* _Passage given_
.....
First, we need to test to see if the overall model is significant.

The hypotheses are:

$H_{0}: \beta_{1} = \beta_{2} = \beta_{3} = 0$
$H_{1}:$ At least one slope is not zero.

The test statistic is $F = 187.9217$ and the p-value = $9.74E-18 \sim 0$

Isolated view of the ANOVA table from the given data, with the F-value of 187.9217 and the p-value of 9.74E-18 highlighted.

We reject $H_{0}$, since the p-value is less than $\alpha$ = 0.05. There is enough evidence to support the claim that there is a significant relationship between the number of bathrooms and lot size of a home with its listing price. Since we reject $H_{0}$, we can use the regression model for prediction.

The question asked to predict the listing price for a home that has 2,350 square feet, 3 bathrooms and has a 5,000 square foot lot. This gives us $x_{1} = 2350$, $x_{2} = 5$ (5,000 square feet), and $x_{3} = 3$.

The coefficients column has the values that correspond to the y-intercept and slopes gives the regression equation: $\hat{y} = -28.8477 + 0.170908 \cdot x_{1} + 6.7705 \cdot x_{2} + 15.5347 \cdot x_{3}$.

Coefficients table from the given output, with highlighted values of -28.8477 for intercept, 0.170908 for square feet, 6.777705 for lot size, and 15.5347 for bathrooms.

Substitute the three given x values into the equation in the correct order and you get $\hat{y} = -28.8477 + 0.170908 \cdot 2350 + 6.7705 \cdot 5 + 15.5347 \cdot 3 = 453.2787$.

This then gives a predicted listing price of $453,278.

Note that our sample size is very small and we really need to check assumptions in order to use this predicted value with any reliability.

Is this the best model to use? Note that not all the p-values for each of the individual slope coefficients are significant. The number of bathrooms has a t-test statistic = 1.687038 and p-value = 0.10356, which is not statistically significant at the 5% level of significance.
.....
Recorded data:
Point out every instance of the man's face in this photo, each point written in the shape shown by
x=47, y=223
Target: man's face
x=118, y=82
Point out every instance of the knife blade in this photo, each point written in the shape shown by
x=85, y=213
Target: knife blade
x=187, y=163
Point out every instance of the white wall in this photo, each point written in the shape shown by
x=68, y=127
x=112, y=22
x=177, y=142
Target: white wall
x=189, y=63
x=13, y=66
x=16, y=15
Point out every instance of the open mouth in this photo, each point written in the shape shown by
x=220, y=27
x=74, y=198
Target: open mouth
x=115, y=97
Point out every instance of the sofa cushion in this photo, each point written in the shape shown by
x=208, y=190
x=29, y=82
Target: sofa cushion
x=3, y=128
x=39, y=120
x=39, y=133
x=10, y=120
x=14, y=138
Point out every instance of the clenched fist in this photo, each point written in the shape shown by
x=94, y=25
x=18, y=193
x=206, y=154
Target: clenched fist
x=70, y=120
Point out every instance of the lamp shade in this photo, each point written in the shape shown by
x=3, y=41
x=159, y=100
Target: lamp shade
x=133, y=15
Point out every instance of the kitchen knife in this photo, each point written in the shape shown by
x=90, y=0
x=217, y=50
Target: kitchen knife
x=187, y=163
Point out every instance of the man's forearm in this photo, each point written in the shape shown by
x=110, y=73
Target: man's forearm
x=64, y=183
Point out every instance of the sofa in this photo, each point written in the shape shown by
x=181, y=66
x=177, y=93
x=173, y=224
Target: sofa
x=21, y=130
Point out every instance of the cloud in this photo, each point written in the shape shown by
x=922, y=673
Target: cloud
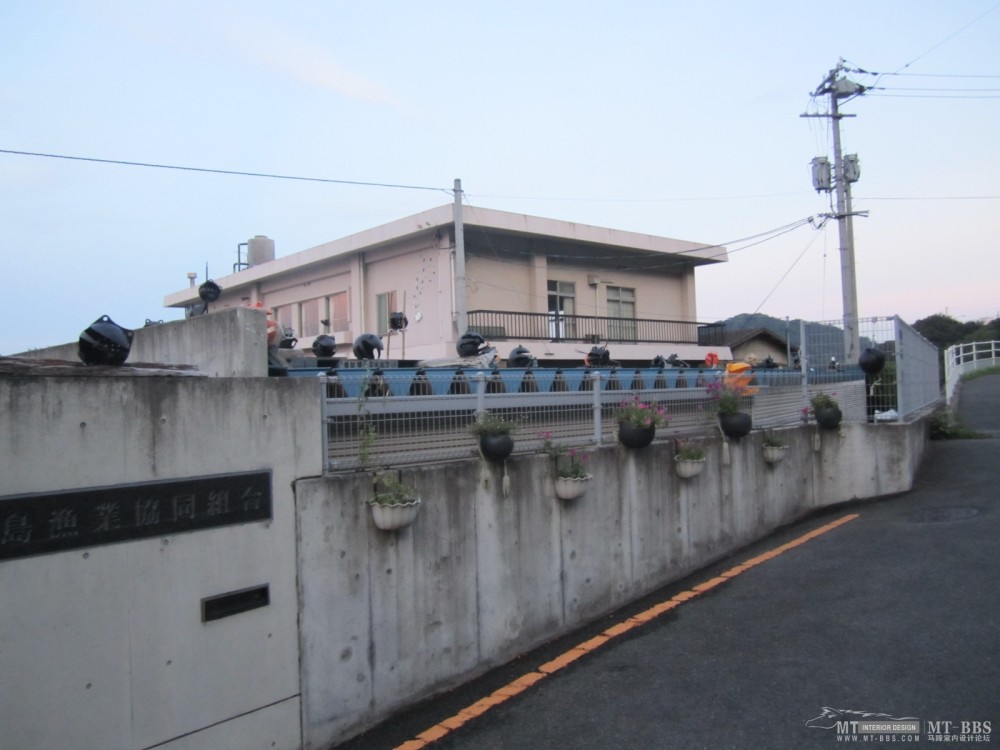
x=290, y=53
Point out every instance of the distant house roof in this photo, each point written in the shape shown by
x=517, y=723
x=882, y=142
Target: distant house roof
x=641, y=248
x=742, y=336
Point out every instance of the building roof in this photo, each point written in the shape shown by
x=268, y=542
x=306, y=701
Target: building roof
x=431, y=221
x=742, y=336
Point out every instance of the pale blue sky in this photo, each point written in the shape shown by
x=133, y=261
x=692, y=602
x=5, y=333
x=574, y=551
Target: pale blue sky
x=675, y=119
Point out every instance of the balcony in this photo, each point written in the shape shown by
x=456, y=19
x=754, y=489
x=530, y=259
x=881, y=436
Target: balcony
x=495, y=325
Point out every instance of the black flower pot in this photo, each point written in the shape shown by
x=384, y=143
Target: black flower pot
x=635, y=437
x=736, y=425
x=496, y=447
x=829, y=417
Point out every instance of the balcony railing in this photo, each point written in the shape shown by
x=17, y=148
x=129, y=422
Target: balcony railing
x=589, y=329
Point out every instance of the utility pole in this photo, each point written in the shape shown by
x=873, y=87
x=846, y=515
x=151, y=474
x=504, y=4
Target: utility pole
x=460, y=302
x=845, y=171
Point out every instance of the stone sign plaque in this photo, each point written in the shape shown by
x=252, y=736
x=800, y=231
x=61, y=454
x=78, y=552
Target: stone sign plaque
x=52, y=522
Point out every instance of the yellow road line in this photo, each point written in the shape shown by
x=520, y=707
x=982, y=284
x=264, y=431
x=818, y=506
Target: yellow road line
x=528, y=679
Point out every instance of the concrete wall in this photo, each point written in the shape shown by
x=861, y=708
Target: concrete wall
x=229, y=343
x=390, y=618
x=104, y=646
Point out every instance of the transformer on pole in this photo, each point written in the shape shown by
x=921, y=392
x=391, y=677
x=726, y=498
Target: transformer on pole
x=846, y=170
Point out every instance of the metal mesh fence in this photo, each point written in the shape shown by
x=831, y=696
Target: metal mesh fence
.....
In the regression passage, rewrite the paragraph that begins "Is this the best model to use?" in fewer words, keeping its main facts.

Is this the best model? Not every individual slope coefficient has a significant p-value. For the number of bathrooms, t = 1.687038 and p = 0.10356, which is not significant at the 5% level.